*Lista de actividades*.
a – Responde estas preguntas con datos del fragmento sobre los servicios sociales, una respuesta por línea y marcada igual que su pregunta.
(i) ¿De qué organismo fue germen la Comisión de Reformas Sociales?
(ii) ¿Qué dos eventos de gran magnitud marcaron el tránsito del siglo XVIII al XIX?
(iii) ¿Qué tres factores ralentizaron en España la evolución del sistema de servicios sociales?
b – Continúa el fragmento sobre los servicios sociales a partir de su última oración.

*Fragmento*.

No obstante, la trascendencia de la Comisión de Reformas Sociales no se detuvo en su existencia. Fue el germen del Instituto de Reformas Sociales, un organismo fundamental en la historia española del siglo XX, y constituyó un legado relevante de los sectores más liberales de la burguesía vinculados a la Institución Libre de Enseñanza.

CONCLUSIONES

El tránsito del siglo XVIII al XIX fue testigo de dos eventos de gran magnitud, la Revolución Industrial y las Revoluciones Democráticas, que catalizaron la transformación de los problemas sociales en cuestiones de alcance público y responsabilidad política. Estos acontecimientos impulsaron cambios fundamentales en los ámbitos intelectual, administrativo y social, sentando las bases para la emergencia del sistema de servicios sociales.

En este contexto, dos pilares esenciales se destacan como impulsores del desarrollo del sistema de servicios sociales:

1. Secularización de la Asistencia Social: A medida que la influencia de la Iglesia se desvanecía y la autoridad civil ganaba terreno, la asistencia social se secularizaba gradualmente. La atención a los necesitados dejaba de ser exclusivamente responsabilidad de las instituciones religiosas y se convertía en un asunto compartido entre la sociedad y el Estado.

2. Intervención del Estado en la Asistencia: La autoridad civil comenzó a asumir un papel cada vez más activo en la resolución de las situaciones de necesidad. La administración pública empezó a reconocer su responsabilidad en garantizar el bienestar de los ciudadanos, transformando las cuestiones sociales en problemas a ser abordados por políticas públicas.

En el contexto específico de España, la evolución del sistema de servicios sociales se vio ralentizada por tres factores clave: la influencia arraigada de la Iglesia en los ámbitos social, político y económico; el retraso económico del país; y la limitada presencia del movimiento obrero en comparación con otros países europeos.

*Datos para analizar*.

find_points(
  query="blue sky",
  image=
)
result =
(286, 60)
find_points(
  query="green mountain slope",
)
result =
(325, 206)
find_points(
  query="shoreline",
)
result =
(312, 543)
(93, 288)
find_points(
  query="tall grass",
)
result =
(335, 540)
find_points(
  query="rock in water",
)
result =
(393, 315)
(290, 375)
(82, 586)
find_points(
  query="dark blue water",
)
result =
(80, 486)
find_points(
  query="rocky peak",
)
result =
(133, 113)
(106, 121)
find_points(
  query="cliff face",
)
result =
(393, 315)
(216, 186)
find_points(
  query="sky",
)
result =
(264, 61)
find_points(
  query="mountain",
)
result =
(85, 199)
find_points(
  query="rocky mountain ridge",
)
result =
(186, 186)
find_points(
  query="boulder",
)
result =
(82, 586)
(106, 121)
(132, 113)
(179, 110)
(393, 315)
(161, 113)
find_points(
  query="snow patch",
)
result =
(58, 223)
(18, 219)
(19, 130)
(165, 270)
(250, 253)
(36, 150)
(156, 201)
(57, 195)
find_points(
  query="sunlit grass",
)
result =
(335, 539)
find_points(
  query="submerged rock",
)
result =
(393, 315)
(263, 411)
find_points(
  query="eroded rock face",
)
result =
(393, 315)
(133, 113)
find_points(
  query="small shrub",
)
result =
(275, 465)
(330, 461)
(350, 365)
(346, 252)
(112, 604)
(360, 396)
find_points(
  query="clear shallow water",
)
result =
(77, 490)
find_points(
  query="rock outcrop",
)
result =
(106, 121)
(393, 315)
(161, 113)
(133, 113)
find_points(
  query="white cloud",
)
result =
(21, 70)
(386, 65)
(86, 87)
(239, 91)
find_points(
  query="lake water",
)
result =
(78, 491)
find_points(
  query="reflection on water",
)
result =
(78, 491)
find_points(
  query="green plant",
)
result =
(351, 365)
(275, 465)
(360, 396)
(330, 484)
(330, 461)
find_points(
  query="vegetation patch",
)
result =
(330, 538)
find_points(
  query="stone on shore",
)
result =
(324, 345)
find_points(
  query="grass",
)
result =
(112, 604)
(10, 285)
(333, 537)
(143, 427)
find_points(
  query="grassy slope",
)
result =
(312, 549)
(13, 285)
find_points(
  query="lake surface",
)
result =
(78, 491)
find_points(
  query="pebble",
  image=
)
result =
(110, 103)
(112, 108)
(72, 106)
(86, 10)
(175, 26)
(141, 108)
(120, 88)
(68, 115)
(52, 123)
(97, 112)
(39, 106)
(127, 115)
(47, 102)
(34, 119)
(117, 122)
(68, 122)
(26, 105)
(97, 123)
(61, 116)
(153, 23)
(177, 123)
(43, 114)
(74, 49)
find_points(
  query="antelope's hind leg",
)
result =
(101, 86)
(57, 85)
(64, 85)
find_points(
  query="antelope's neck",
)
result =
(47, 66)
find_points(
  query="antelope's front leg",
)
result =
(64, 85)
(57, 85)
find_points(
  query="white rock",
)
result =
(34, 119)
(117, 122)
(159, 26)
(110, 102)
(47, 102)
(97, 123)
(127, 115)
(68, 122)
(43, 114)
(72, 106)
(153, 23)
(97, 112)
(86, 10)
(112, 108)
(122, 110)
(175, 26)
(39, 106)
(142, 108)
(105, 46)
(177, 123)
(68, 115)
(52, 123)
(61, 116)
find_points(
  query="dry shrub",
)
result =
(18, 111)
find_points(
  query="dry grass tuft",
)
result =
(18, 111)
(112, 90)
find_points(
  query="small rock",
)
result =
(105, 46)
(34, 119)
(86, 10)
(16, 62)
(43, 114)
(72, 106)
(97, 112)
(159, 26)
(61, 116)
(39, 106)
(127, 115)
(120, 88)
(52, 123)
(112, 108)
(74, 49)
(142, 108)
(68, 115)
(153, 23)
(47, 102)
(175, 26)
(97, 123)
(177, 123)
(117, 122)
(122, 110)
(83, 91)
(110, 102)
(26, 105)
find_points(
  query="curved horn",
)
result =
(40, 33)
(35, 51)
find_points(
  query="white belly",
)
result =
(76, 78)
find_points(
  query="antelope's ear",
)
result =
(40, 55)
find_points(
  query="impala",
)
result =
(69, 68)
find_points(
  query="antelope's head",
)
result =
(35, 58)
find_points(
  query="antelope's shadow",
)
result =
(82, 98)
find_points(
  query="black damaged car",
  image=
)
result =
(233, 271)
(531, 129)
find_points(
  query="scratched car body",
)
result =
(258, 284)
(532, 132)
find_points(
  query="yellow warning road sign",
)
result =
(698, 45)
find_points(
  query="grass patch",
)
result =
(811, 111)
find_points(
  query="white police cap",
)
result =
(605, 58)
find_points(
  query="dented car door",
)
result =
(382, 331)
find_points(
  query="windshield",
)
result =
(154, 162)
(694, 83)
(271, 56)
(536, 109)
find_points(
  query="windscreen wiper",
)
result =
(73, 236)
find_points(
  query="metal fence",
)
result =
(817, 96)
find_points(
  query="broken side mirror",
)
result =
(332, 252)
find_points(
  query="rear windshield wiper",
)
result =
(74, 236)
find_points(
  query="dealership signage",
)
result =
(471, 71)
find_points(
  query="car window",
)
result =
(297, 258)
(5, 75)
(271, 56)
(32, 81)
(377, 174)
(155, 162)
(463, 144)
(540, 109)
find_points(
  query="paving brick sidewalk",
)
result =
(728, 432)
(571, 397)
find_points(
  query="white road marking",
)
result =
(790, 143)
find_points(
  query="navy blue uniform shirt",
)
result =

*Soluciones del ejercicio*.
a –
(i) Del Instituto de Reformas Sociales.
(ii) La Revolución Industrial y las Revoluciones Democráticas.
(iii) La influencia arraigada de la Iglesia en los ámbitos social, político y económico, el retraso económico del país y la limitada presencia del movimiento obrero en comparación con otros países europeos.

b –
No obstante este retraso, el siglo XIX marcó una evolución escalonada que condujo a un mayor involucramiento del Estado en cuestiones sociales. Las etapas legislativas fundamentales de esta transformación fueron:

a) Constitución de Cádiz de 1812: Introdujo una municipalización de la asistencia, descentralizando la responsabilidad y acercándola a las comunidades locales.

b) Ley de Beneficencia de 1822: Considerada como el primer plan organizativo de la beneficencia pública, estableció los cimientos para una gestión más estructurada de la asistencia.

c) Ley de Beneficencia de 1849: Esta ley traspasó los fondos de la beneficencia privada al servicio de la asistencia pública, consolidando la intervención del Estado en la gestión de los problemas sociales.

Estos cambios condujeron a una transformación radical del sistema asistencial del Antiguo Régimen. La desamortización, el control gubernamental de la beneficencia privada, y la municipalización y provincialización de la asistencia contribuyeron a homogeneizar las instituciones y a centralizar su gestión bajo las autoridades provinciales.

El siglo XIX culminó con la creación de la Comisión de Reformas Sociales, un organismo nacido en un contexto caracterizado por el creciente protagonismo de la clase obrera debido a la industrialización tardía, el debilitamiento del abstencionismo liberal y la influencia de eventos externos en países vecinos. Esta comisión marcó el germen de lo que eventualmente se convertiría en el Instituto de Reformas Sociales, institución fundamental para la evolución del sistema de servicios sociales en España.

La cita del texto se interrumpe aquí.